--- START OF TEXT PASSAGE ---
Friday, August 13, 2010

Lance Rutter, 23, robbed and killed on his own front porch

Posted by Peter Rugg on Fri, Aug 13, 2010 at 12:30 PM

click to enlarge Lance Rutter was killed for nothing on his own property.
  • Lance Rutter was killed for nothing on his own property.

Just in case you think you're safe on your own front porch this weekend, you should check out the sad details of Lance Rutter's homicide in today's Star.

Early Saturday morning, Rutter became KCMO's 65th homicide of the year when two unidentified men came into his yard, held him up and shot him.



A few hours before his death, the 23-year-old finished his shift at Power & Light District's Pizza Bar and came home with his roommate to put some laundry in the machine. While they waited on their porch, the two men jumped the fence of the home at 38th and Baltimore Avenue, pulled guns on them, and demanded their wallets. Police say Rutter either refused, or didn't have his on him. His roommate gave up his own wallet. Before they ran, one of the robbers fired a shot into Rutter. He was dead by the time the police arrived.
--- END OF TEXT PASSAGE ---
--- START OF INFORMATION SUPPLIED ---
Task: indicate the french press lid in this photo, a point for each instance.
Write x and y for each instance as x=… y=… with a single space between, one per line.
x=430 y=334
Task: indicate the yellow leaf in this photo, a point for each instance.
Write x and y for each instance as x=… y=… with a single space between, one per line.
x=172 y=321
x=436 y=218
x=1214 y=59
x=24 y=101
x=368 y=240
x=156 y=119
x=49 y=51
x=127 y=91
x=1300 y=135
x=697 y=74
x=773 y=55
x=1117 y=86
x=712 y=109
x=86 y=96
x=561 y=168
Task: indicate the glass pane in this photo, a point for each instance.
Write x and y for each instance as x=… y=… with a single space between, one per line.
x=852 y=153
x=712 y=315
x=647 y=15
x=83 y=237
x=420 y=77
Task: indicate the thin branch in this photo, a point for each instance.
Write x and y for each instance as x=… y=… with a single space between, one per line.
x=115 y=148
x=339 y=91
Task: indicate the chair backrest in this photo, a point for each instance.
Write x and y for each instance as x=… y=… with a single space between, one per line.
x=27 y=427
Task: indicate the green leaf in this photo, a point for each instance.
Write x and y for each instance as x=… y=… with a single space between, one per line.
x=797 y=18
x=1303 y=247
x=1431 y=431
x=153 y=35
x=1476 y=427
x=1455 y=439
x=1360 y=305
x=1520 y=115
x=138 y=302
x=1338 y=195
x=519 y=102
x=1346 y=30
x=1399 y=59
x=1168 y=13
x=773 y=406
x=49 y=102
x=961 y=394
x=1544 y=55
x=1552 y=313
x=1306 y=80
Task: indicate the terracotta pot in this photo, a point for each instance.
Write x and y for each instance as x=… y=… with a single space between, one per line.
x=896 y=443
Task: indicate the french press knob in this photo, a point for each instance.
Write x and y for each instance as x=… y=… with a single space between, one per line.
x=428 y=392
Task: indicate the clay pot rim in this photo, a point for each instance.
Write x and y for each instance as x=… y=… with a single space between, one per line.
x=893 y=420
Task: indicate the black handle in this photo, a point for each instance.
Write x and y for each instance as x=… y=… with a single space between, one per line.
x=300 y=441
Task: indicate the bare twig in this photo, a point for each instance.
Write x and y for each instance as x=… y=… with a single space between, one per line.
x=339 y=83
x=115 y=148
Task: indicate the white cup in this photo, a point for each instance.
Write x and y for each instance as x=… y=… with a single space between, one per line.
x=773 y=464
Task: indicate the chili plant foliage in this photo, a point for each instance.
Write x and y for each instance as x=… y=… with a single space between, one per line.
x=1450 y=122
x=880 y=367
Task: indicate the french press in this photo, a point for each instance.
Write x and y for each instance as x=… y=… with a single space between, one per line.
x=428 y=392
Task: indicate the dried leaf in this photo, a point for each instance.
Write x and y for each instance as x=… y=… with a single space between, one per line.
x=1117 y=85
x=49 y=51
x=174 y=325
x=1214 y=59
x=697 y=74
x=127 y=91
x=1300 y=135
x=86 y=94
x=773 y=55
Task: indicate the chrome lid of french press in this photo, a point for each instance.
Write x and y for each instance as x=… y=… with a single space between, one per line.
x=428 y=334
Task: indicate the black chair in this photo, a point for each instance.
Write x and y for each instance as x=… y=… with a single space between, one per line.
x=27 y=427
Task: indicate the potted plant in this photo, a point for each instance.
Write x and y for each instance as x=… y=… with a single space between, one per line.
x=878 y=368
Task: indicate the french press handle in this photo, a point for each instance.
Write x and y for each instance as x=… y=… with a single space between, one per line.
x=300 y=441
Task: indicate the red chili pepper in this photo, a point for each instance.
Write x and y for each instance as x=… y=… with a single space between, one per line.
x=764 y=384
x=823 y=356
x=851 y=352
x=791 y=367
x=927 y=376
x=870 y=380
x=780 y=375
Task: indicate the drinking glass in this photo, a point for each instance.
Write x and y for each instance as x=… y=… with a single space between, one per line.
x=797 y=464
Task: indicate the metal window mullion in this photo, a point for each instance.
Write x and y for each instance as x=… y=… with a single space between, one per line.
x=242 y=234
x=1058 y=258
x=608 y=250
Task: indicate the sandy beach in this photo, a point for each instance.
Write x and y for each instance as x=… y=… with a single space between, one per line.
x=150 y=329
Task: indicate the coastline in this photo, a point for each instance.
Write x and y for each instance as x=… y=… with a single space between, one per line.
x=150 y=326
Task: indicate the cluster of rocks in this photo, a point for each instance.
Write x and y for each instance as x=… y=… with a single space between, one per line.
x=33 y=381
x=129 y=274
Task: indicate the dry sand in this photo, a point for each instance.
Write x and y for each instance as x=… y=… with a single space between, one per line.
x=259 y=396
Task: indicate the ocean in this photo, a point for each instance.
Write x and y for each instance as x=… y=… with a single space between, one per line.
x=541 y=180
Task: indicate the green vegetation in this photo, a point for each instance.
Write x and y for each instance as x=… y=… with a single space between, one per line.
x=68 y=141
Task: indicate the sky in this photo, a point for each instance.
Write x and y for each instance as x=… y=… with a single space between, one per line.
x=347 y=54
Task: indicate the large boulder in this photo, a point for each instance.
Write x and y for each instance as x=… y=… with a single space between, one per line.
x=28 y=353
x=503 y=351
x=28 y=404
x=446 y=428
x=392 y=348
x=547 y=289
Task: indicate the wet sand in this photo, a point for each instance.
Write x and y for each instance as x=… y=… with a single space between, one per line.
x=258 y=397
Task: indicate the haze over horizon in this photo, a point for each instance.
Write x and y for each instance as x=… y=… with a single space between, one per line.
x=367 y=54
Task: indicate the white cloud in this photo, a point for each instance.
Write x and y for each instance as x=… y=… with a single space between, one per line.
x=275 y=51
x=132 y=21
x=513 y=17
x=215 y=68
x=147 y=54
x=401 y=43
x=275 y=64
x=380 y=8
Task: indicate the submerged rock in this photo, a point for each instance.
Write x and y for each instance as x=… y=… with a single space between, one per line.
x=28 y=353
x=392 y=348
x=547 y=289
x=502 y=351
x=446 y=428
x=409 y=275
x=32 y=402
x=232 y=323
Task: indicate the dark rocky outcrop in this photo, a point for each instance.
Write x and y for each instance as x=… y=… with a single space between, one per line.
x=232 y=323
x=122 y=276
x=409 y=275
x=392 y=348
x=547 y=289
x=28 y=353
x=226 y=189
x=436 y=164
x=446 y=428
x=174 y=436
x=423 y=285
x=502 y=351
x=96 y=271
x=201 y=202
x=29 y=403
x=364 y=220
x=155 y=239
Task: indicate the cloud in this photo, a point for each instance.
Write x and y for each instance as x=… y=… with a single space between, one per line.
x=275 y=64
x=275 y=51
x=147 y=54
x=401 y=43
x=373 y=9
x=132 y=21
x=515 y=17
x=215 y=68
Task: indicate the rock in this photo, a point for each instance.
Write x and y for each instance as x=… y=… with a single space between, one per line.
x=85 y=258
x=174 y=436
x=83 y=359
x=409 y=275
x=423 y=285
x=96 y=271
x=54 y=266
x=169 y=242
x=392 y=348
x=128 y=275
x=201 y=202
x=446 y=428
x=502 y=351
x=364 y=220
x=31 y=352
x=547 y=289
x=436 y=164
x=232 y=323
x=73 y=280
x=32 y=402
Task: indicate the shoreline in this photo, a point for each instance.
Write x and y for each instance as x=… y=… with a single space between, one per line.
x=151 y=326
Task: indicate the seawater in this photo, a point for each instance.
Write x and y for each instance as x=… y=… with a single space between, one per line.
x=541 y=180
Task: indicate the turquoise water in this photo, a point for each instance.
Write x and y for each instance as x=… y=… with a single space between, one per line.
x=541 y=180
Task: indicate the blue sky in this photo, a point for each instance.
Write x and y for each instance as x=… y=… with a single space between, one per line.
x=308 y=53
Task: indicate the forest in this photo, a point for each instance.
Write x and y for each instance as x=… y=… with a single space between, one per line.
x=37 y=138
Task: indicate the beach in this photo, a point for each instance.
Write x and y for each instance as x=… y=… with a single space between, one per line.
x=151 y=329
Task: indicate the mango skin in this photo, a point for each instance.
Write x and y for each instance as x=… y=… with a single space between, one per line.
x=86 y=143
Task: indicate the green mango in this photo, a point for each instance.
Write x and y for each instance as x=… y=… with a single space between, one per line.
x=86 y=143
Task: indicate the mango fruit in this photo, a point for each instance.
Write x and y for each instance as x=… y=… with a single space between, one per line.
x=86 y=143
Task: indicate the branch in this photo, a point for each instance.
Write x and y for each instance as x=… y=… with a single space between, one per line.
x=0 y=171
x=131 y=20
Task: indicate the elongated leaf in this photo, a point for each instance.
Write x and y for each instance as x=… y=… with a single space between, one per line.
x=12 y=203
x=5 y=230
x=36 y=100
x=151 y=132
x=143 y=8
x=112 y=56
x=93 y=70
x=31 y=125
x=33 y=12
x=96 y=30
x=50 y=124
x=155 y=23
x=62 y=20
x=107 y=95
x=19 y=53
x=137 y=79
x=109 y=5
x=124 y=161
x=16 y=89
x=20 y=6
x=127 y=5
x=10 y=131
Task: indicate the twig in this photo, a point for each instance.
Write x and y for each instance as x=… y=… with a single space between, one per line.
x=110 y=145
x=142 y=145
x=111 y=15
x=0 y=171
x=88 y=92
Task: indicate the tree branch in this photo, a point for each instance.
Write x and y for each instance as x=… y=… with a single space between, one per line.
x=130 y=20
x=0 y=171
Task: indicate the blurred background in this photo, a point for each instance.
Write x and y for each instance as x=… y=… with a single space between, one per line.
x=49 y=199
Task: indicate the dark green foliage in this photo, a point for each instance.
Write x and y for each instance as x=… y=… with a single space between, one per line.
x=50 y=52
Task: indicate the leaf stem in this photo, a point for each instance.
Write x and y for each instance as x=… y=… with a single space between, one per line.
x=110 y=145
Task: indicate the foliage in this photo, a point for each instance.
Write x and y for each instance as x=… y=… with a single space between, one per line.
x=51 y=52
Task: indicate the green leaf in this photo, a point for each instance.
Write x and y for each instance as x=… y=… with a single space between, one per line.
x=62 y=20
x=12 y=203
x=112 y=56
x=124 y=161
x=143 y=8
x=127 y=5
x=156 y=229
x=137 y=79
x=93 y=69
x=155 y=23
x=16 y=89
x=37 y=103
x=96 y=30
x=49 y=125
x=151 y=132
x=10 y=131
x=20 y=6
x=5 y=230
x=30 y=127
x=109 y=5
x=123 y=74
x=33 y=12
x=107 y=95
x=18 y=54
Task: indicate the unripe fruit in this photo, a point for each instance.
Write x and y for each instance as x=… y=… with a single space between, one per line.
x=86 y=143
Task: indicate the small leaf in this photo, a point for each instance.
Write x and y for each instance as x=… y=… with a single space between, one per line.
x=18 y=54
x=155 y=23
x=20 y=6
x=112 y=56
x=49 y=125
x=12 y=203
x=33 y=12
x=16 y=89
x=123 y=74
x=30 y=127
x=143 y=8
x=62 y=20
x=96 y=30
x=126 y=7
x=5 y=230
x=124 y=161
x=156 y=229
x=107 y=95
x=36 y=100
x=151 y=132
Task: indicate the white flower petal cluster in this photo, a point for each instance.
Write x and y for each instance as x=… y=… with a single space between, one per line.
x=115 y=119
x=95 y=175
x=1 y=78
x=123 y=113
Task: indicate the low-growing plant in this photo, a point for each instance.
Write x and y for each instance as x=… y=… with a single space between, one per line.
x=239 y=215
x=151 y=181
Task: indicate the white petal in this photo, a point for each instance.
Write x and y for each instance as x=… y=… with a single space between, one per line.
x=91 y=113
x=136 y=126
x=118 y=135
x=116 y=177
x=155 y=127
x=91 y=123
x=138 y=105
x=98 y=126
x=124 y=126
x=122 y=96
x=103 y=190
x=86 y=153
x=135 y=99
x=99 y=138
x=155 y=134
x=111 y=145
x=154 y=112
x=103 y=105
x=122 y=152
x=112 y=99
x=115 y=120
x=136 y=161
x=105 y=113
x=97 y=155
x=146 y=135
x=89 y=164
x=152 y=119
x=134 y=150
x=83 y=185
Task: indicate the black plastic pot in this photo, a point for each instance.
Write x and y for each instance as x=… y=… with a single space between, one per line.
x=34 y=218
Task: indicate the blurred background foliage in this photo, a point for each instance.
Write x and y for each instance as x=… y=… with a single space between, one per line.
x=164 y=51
--- END OF INFORMATION SUPPLIED ---
▶ **PROBLEMS TO SOLVE**:
A) Decide whether each statement agrees with the news post, answering yes or no and quoting the words of the post that settle it: (i) Lance Rutter was shot on the porch of his own home. (ii) Rutter's roommate refused to hand over a wallet. (iii) Rutter had worked a shift at Pizza Bar a few hours before he died.
B) Output the lines of the records from the line holding "Task: indicate the white petal" through the end of the records, inclusive, as a Markdown table. Use a column n for the row number and a column Line for the line, and omit blank lines.
The news post and the records have nothing to do with each other.

▶ **EXERCISE SOLUTIONS**:
A)
(i) Yes: "Lance Rutter, 23, robbed and killed on his own front porch"
(ii) No: "His roommate gave up his own wallet."
(iii) Yes: "A few hours before his death, the 23-year-old finished his shift at Power & Light District's Pizza Bar"

B)
| n | Line |
|---|---|
| 1 | Task: indicate the white petal in this photo, a point for each instance. |
| 2 | Write x and y for each instance as x=… y=… with a single space between, one per line. |
| 3 | x=91 y=113 |
| 4 | x=136 y=126 |
| 5 | x=118 y=135 |
| 6 | x=116 y=177 |
| 7 | x=155 y=127 |
| 8 | x=91 y=123 |
| 9 | x=138 y=105 |
| 10 | x=98 y=126 |
| 11 | x=124 y=126 |
| 12 | x=122 y=96 |
| 13 | x=103 y=190 |
| 14 | x=86 y=153 |
| 15 | x=135 y=99 |
| 16 | x=99 y=138 |
| 17 | x=155 y=134 |
| 18 | x=111 y=145 |
| 19 | x=154 y=112 |
| 20 | x=103 y=105 |
| 21 | x=122 y=152 |
| 22 | x=112 y=99 |
| 23 | x=115 y=120 |
| 24 | x=136 y=161 |
| 25 | x=105 y=113 |
| 26 | x=97 y=155 |
| 27 | x=146 y=135 |
| 28 | x=89 y=164 |
| 29 | x=152 y=119 |
| 30 | x=134 y=150 |
| 31 | x=83 y=185 |
| 32 | Task: indicate the black plastic pot in this photo, a point for each instance. |
| 33 | Write x and y for each instance as x=… y=… with a single space between, one per line. |
| 34 | x=34 y=218 |
| 35 | Task: indicate the blurred background foliage in this photo, a point for each instance. |
| 36 | Write x and y for each instance as x=… y=… with a single space between, one per line. |
| 37 | x=164 y=51 |